Job:
Can you format the lines below as a JSON list of strings, with one string per line, blank lines omitted and the pictures left out?
## begin
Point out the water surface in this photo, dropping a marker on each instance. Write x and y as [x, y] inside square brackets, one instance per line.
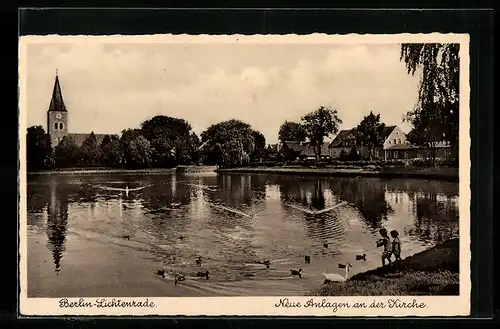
[76, 228]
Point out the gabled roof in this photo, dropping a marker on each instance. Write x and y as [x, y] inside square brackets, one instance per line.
[341, 136]
[57, 102]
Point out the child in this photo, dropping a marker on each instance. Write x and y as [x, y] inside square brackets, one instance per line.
[386, 243]
[396, 245]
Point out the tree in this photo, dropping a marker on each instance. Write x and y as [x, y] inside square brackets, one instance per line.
[369, 132]
[90, 151]
[38, 148]
[228, 142]
[67, 153]
[320, 124]
[291, 131]
[437, 112]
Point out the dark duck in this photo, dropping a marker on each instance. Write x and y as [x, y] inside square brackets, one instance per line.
[295, 272]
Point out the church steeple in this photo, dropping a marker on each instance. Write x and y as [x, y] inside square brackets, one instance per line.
[57, 103]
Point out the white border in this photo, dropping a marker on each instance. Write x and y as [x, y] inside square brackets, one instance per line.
[261, 306]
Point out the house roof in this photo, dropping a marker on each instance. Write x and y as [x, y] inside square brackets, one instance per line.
[57, 102]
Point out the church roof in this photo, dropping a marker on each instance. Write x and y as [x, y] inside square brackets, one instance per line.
[57, 103]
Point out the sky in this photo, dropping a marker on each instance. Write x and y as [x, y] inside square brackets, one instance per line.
[108, 87]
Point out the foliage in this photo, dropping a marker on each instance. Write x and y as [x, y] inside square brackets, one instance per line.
[369, 132]
[38, 149]
[320, 124]
[292, 131]
[436, 116]
[90, 151]
[67, 153]
[229, 143]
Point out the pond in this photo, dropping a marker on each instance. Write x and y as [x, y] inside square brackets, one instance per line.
[86, 237]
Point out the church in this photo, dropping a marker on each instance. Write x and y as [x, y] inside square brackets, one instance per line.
[57, 120]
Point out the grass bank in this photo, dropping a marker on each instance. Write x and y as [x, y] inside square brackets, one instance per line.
[431, 272]
[439, 173]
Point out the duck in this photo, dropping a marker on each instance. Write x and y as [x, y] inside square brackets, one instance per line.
[361, 257]
[295, 272]
[179, 278]
[334, 277]
[203, 274]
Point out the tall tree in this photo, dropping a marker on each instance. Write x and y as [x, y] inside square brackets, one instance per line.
[38, 148]
[369, 132]
[260, 146]
[90, 150]
[291, 131]
[229, 142]
[169, 136]
[437, 111]
[320, 124]
[67, 153]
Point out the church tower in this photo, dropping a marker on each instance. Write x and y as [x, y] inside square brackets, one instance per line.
[57, 116]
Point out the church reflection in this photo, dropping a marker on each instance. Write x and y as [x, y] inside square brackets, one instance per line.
[57, 222]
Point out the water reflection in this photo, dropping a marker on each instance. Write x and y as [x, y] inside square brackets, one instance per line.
[425, 213]
[57, 222]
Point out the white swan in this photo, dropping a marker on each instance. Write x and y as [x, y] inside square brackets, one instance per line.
[334, 277]
[316, 212]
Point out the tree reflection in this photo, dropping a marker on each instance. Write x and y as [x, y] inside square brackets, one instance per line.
[57, 222]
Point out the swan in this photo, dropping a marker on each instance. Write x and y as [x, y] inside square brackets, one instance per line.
[334, 277]
[316, 212]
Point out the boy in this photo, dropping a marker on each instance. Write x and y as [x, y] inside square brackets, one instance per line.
[396, 245]
[386, 243]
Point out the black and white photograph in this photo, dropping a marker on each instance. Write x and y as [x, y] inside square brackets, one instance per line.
[329, 170]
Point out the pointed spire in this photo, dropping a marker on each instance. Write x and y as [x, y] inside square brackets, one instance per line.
[57, 103]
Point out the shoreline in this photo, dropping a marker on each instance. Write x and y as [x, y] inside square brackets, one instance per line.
[434, 271]
[448, 174]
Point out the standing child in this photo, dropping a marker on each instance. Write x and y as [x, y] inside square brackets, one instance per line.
[396, 245]
[386, 243]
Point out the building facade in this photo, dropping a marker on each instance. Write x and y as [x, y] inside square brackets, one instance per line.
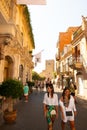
[71, 58]
[49, 69]
[16, 42]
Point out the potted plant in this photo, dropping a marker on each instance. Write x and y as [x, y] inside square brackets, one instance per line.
[11, 89]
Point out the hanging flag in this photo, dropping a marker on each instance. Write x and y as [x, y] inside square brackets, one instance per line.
[38, 57]
[32, 2]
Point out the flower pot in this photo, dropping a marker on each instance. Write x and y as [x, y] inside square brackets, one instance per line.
[10, 117]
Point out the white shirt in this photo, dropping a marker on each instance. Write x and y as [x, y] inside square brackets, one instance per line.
[71, 105]
[50, 101]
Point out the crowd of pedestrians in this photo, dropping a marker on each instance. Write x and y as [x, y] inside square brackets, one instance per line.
[51, 103]
[66, 105]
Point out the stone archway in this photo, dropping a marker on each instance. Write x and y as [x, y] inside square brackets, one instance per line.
[8, 68]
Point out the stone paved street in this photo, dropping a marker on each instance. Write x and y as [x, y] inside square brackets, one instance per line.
[30, 115]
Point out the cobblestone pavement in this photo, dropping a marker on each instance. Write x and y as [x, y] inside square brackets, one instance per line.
[30, 115]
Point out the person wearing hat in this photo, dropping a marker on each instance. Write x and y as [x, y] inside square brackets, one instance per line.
[67, 108]
[50, 106]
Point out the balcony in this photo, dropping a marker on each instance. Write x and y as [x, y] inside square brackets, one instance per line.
[75, 63]
[57, 57]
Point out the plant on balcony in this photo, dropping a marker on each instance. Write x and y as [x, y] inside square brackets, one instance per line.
[11, 89]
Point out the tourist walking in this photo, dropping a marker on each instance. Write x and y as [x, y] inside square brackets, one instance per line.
[50, 102]
[67, 108]
[26, 92]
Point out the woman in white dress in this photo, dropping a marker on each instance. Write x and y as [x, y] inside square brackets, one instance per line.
[67, 108]
[50, 102]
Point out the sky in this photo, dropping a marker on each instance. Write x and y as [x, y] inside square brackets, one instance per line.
[50, 19]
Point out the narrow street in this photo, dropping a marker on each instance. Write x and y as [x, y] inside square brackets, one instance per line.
[30, 115]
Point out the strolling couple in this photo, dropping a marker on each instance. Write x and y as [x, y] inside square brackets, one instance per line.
[66, 104]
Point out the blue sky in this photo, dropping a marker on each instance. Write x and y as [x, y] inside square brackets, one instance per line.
[50, 19]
## end
Exercise result:
[
  "Point out the water surface in this photo, dropping a marker on each instance. Write x and y as [x, y] inside square brackets, one instance per line.",
  "[76, 228]",
  "Point out the gabled roof in this photo, dropping a marker on each instance. Write x and y as [x, y] inside square brackets, one instance per line.",
  "[341, 136]",
  "[57, 102]",
  "Point out the child in this photo, dropping a marker on each instance. Write x and y as [x, y] inside square brackets, one instance per line.",
  "[386, 243]",
  "[396, 245]",
  "Point out the tree in this photo, dropping a marker on each instance. Write x and y as [x, y] inside square brackets, one instance per line.",
  "[369, 132]",
  "[90, 151]",
  "[38, 148]",
  "[228, 142]",
  "[67, 153]",
  "[320, 124]",
  "[291, 131]",
  "[437, 112]",
  "Point out the dark duck in this photo, dropping a marker on each instance. Write x and y as [x, y] inside square brackets, one instance per line.",
  "[295, 272]",
  "Point out the church steeple in this photo, dropping a marker on each instance. Write x and y as [x, y] inside square brackets, one instance per line.",
  "[57, 103]",
  "Point out the white border in this photo, dropping a marker on each instance. Write x and y as [x, y] inside square brackets, one instance per line.",
  "[261, 306]",
  "Point out the house roof in this photo, dropping a marker on each instance. Write x and y as [x, y] inside square brackets, one instance per line.",
  "[57, 102]",
  "Point out the church roof in this photo, dropping a marker on each instance. Write x and y as [x, y] inside square brackets, one instance per line.",
  "[57, 103]",
  "Point out the sky in this photo, dropping a marker on each instance. Write x and y as [x, y] inside square brackets, one instance per line.",
  "[108, 87]",
  "Point out the foliage in this photo, dropping a marker on each instance. Write x and y as [x, y] inside square brackets, one instance per line.",
  "[369, 132]",
  "[38, 149]",
  "[320, 124]",
  "[292, 131]",
  "[436, 116]",
  "[90, 151]",
  "[67, 153]",
  "[229, 143]",
  "Point out the pond in this photo, dropping a marker on each instance. Write x and y as [x, y] inside square brackets, one instance per line.",
  "[86, 237]",
  "Point out the church in this photo, dropping a marker on each instance. Write x and y as [x, y] inside square brackets, one instance per line.",
  "[57, 120]",
  "Point out the grass bank in this photo, dropping a marker on each instance. Write x and y as [x, y] inside square brackets, one instance per line.",
  "[431, 272]",
  "[439, 173]",
  "Point out the duck in this photo, dropping a marker on each instance. Write x and y as [x, y] inside square brackets, one instance per line.",
  "[361, 257]",
  "[295, 272]",
  "[179, 278]",
  "[334, 277]",
  "[203, 274]",
  "Point out the tall tree in this photo, dropping a marker on each instance. Write x and y as [x, y] inside square brackets, one instance per line.",
  "[38, 148]",
  "[369, 132]",
  "[260, 146]",
  "[90, 150]",
  "[291, 131]",
  "[229, 142]",
  "[169, 136]",
  "[437, 111]",
  "[320, 124]",
  "[67, 153]",
  "Point out the church tower in this photo, dropping a marker on each instance. Write x and y as [x, y] inside square brackets, one instance per line.",
  "[57, 116]",
  "Point out the church reflection in this photo, dropping a marker on each instance. Write x and y as [x, y] inside square brackets, one instance per line.",
  "[57, 222]",
  "Point out the water reflection in this photo, dropping a marker on each instance. Write x and y as [x, y] inside square brackets, one instance per line.",
  "[425, 213]",
  "[57, 222]",
  "Point out the white swan in this photo, dropping a marker on each instance. Write x and y as [x, y] inside square brackets, one instance per line.",
  "[334, 277]",
  "[316, 212]",
  "Point out the tree reflection in this photo, dropping a marker on each instance. Write x and y as [x, y] inside square brackets, one instance per line.",
  "[57, 222]",
  "Point out the swan in this photo, dropping a marker on each instance. Write x and y as [x, y] inside square brackets, one instance per line.",
  "[334, 277]",
  "[316, 212]",
  "Point out the boy in this photo, dropping a marker on each instance. Write x and y as [x, y] inside square brackets, one instance per line.",
  "[396, 245]",
  "[386, 243]",
  "Point out the black and white photograph in this photo, dropping a marker on each instance. Write x and y as [x, y] inside square brackets, one instance per line.",
  "[329, 170]",
  "Point out the pointed spire in this photo, dropping a marker on each instance. Write x and y as [x, y] inside square brackets, one instance per line.",
  "[57, 103]",
  "Point out the shoreline in this photo, dropping a marker on each instance. Write x and y as [x, y] inside square brackets, one instance per line.",
  "[434, 271]",
  "[448, 174]",
  "Point out the standing child in this photo, dropping a marker on each instance. Write x and y as [x, y] inside square brackets, one instance per line.",
  "[396, 245]",
  "[386, 243]",
  "Point out the building facade in this photo, dropping a marker on each instance. Write x and y as [x, y] inside square brackets, one instance per line.",
  "[71, 58]",
  "[49, 69]",
  "[16, 42]",
  "Point out the potted plant in this photo, dropping a marker on each instance. Write x and y as [x, y] inside square brackets, one instance per line.",
  "[11, 89]",
  "Point out the hanging flag in this photo, dropping a marker on each instance. Write x and y as [x, y] inside square brackets, one instance per line.",
  "[38, 57]",
  "[32, 2]",
  "Point out the flower pot in this photo, dropping a marker on each instance. Write x and y as [x, y] inside square brackets, one instance per line.",
  "[10, 117]",
  "Point out the white shirt in this photo, dropping a marker on each instance. Write x and y as [x, y] inside square brackets, one instance per line.",
  "[71, 105]",
  "[50, 101]",
  "Point out the crowd of pedestrians in this photo, dropping a marker on each instance. Write x and y as [x, y] inside square brackets, one instance per line.",
  "[51, 103]",
  "[66, 105]",
  "Point out the stone archway in this photo, dropping a marker on each instance. Write x and y as [x, y] inside square brackets, one instance per line.",
  "[8, 68]",
  "Point out the stone paved street in this photo, dropping a marker on each instance. Write x and y as [x, y] inside square brackets, one instance per line.",
  "[30, 115]",
  "Point out the cobblestone pavement in this photo, dropping a marker on each instance. Write x and y as [x, y] inside square brackets, one instance per line.",
  "[30, 115]",
  "Point out the person wearing hat in this photo, dropping a marker on each instance. Write x and y as [x, y] inside square brackets, one instance per line.",
  "[67, 108]",
  "[50, 106]",
  "Point out the balcony in this photo, dropping a marker on each instance. Write x and y as [x, y] inside square brackets, one instance per line.",
  "[75, 63]",
  "[57, 57]",
  "Point out the plant on balcony in this photo, dropping a marker on each instance. Write x and y as [x, y] inside square brackets, one instance per line.",
  "[11, 89]",
  "Point out the tourist walking in this photo, dropping a marker on each instance. Write x and y as [x, y] inside square brackets, one instance per line.",
  "[50, 102]",
  "[67, 108]",
  "[26, 92]",
  "Point out the woman in white dress in this photo, dropping a marker on each instance. Write x and y as [x, y] inside square brackets, one instance per line.",
  "[67, 108]",
  "[50, 102]",
  "Point out the sky in this photo, dropping a marker on each instance. Write x and y as [x, y] inside square brackets, one instance per line.",
  "[50, 19]",
  "Point out the narrow street in this photo, dropping a marker on each instance. Write x and y as [x, y] inside square brackets, one instance per line.",
  "[30, 115]",
  "Point out the strolling couple in this photo, dropping a marker on each instance. Write x and y as [x, y] inside square brackets, one instance per line.",
  "[66, 104]",
  "Point out the blue sky in this photo, dropping a marker on each instance. Write x and y as [x, y] inside square brackets, one instance per line.",
  "[50, 19]"
]